What is being asked => Return exactly the line that contains "357L362 337L345 334L303" and all lines beneath it in the entries, through the very last one.

--- Data for this exercise Enclosed Below ---

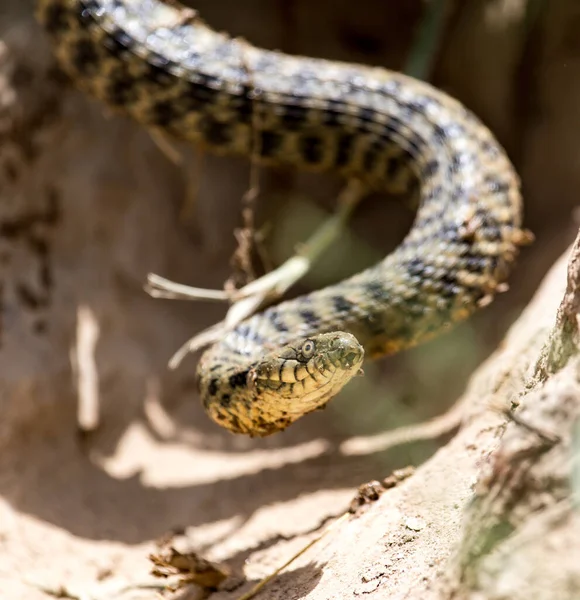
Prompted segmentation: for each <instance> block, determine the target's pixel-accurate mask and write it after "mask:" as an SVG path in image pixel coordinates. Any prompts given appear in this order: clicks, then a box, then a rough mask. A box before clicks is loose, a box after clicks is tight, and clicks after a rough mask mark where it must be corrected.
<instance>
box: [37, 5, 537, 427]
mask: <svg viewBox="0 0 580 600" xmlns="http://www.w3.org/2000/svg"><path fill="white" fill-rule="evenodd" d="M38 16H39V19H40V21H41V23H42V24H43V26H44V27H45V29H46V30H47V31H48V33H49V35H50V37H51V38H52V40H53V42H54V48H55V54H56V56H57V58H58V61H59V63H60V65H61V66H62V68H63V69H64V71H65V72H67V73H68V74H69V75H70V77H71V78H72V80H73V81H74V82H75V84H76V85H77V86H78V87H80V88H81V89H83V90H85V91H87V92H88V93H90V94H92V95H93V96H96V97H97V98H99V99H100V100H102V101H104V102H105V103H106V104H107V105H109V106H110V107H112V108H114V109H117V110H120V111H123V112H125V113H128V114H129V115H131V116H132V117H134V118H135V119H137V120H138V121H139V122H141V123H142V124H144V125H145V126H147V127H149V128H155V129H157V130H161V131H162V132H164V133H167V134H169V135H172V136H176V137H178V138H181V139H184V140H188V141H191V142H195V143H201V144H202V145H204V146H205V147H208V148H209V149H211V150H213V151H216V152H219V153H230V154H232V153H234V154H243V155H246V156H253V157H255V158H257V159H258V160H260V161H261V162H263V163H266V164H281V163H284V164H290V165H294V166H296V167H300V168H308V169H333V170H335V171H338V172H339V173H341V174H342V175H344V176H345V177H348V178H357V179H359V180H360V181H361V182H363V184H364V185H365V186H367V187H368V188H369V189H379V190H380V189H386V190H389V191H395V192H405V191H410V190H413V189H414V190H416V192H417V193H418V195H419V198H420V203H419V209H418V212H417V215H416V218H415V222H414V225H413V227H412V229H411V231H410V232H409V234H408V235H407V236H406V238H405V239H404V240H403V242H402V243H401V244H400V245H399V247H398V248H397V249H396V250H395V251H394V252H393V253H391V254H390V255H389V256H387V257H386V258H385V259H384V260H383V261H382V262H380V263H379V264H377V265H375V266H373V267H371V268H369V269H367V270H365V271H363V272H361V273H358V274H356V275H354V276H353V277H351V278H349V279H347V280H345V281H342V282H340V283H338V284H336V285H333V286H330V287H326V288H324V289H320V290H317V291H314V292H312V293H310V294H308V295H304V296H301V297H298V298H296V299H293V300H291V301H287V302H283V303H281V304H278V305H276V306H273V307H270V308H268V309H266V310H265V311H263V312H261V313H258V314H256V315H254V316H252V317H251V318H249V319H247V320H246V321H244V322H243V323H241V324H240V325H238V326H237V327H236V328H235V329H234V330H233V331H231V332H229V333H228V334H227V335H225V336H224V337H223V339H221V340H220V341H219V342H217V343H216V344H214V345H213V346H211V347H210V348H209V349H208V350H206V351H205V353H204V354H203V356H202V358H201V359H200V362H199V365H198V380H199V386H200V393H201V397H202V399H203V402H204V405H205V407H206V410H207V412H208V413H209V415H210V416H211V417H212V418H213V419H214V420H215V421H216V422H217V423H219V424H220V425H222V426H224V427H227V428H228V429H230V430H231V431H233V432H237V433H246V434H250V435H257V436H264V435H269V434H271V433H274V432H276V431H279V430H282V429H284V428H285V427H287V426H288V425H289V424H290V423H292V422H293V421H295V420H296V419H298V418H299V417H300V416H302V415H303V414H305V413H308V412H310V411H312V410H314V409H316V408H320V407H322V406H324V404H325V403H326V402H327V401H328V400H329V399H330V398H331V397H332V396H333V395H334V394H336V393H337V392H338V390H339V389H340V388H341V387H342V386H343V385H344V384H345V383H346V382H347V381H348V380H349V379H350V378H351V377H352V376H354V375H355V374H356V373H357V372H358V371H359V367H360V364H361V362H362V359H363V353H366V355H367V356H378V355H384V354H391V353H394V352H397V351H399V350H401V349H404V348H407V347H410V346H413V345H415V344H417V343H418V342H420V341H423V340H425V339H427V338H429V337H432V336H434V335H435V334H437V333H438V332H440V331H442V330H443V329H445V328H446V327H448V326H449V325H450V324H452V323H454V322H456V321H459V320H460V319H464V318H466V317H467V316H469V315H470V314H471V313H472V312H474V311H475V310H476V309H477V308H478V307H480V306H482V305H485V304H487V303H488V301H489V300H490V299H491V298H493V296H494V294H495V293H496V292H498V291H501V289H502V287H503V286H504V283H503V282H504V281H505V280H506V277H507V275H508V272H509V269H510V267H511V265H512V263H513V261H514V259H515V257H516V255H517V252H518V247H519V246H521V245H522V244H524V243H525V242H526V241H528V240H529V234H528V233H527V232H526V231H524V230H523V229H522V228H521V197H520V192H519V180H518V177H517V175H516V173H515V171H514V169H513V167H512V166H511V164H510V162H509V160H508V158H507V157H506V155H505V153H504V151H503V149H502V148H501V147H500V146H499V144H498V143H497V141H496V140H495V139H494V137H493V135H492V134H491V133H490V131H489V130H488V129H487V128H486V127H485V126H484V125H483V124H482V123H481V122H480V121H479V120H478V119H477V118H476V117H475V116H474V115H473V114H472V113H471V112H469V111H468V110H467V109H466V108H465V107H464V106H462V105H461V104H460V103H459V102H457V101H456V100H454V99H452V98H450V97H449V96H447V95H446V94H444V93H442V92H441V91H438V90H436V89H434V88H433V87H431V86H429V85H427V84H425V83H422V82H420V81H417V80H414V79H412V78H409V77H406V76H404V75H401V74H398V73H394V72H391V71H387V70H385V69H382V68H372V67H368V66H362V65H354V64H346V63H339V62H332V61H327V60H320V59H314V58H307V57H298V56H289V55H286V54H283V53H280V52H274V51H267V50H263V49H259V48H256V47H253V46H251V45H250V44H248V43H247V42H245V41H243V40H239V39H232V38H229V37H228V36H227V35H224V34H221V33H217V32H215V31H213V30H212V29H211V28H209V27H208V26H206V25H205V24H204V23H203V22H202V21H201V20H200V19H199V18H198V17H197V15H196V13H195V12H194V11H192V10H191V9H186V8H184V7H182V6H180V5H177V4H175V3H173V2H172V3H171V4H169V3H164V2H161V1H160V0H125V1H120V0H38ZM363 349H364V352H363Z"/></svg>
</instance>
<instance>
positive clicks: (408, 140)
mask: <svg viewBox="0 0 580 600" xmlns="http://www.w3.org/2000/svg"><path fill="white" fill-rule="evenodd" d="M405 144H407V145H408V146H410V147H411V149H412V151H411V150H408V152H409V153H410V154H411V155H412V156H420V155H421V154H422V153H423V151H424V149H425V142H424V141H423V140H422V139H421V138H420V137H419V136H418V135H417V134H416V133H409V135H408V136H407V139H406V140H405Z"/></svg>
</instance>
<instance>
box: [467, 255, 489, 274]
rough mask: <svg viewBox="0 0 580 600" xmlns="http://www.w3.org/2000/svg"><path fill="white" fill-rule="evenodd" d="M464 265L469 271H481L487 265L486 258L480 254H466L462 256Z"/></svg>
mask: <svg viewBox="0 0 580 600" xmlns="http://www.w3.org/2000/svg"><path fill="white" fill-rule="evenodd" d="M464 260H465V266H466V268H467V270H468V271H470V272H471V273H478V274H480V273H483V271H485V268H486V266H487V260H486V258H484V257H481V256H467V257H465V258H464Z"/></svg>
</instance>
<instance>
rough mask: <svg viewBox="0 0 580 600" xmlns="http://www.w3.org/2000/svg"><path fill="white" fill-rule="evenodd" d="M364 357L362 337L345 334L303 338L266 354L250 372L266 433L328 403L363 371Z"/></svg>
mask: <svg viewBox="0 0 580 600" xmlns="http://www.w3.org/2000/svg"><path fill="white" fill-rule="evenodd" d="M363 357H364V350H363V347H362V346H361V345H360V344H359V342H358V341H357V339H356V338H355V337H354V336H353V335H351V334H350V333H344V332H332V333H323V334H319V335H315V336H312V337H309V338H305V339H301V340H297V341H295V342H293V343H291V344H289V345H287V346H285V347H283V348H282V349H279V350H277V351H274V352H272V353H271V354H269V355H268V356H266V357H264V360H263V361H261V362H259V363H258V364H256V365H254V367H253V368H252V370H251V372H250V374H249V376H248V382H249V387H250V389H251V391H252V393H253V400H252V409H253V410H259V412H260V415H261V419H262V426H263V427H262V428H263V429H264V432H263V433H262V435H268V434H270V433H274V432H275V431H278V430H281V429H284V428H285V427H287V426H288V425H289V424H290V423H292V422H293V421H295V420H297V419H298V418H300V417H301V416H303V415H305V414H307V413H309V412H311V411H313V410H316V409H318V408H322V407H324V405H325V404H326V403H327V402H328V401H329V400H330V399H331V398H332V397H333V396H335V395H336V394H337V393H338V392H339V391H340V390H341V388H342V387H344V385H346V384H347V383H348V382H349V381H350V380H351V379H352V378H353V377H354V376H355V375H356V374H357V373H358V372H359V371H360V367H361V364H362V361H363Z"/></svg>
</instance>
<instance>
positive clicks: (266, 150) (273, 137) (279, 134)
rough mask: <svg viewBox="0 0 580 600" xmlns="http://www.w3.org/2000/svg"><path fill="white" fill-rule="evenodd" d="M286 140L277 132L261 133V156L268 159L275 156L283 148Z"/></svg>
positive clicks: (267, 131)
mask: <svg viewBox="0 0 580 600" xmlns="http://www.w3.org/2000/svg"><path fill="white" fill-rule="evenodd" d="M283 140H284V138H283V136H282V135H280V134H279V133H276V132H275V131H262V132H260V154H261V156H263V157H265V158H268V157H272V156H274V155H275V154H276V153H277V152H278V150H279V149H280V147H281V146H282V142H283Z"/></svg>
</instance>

--- End of Enclosed Data for this exercise ---

Solved problem =>
rough mask: <svg viewBox="0 0 580 600" xmlns="http://www.w3.org/2000/svg"><path fill="white" fill-rule="evenodd" d="M364 357L362 337L345 334L303 338L266 354L250 372L266 433L328 403L363 371Z"/></svg>
mask: <svg viewBox="0 0 580 600" xmlns="http://www.w3.org/2000/svg"><path fill="white" fill-rule="evenodd" d="M363 357H364V350H363V347H362V346H361V345H360V344H359V342H358V341H357V339H356V338H355V337H354V336H353V335H351V334H350V333H344V332H332V333H323V334H319V335H315V336H312V337H309V338H305V339H301V340H297V341H295V342H293V343H291V344H289V345H287V346H285V347H283V348H282V349H279V350H277V351H274V352H272V353H271V354H269V355H268V356H266V357H264V360H263V361H261V362H259V363H258V364H256V365H254V367H253V368H252V370H251V372H250V374H249V376H248V382H249V387H250V389H251V391H252V393H253V400H252V409H253V410H259V412H260V415H261V419H262V426H263V427H262V428H263V429H264V432H263V433H262V435H268V434H270V433H274V432H275V431H278V430H281V429H284V428H285V427H287V426H288V425H289V424H290V423H292V422H293V421H295V420H297V419H298V418H300V417H301V416H303V415H305V414H307V413H309V412H311V411H313V410H316V409H318V408H322V407H324V405H325V404H326V403H327V402H328V401H329V400H330V399H331V398H332V397H333V396H335V395H336V394H337V393H338V392H339V391H340V390H341V388H342V387H344V385H346V384H347V383H348V382H349V381H350V380H351V379H352V378H353V377H354V376H355V375H356V374H357V373H358V372H359V371H360V367H361V364H362V361H363Z"/></svg>
</instance>
<instance>
positive clicks: (266, 150) (273, 137) (279, 134)
rough mask: <svg viewBox="0 0 580 600" xmlns="http://www.w3.org/2000/svg"><path fill="white" fill-rule="evenodd" d="M286 140L277 132L261 133V156L268 159L275 156L283 148Z"/></svg>
positive clicks: (267, 131)
mask: <svg viewBox="0 0 580 600" xmlns="http://www.w3.org/2000/svg"><path fill="white" fill-rule="evenodd" d="M283 140H284V138H283V136H282V135H280V134H279V133H276V132H275V131H262V132H260V154H261V156H263V157H265V158H268V157H272V156H274V155H275V154H276V153H277V152H278V150H279V149H280V147H281V146H282V142H283Z"/></svg>
</instance>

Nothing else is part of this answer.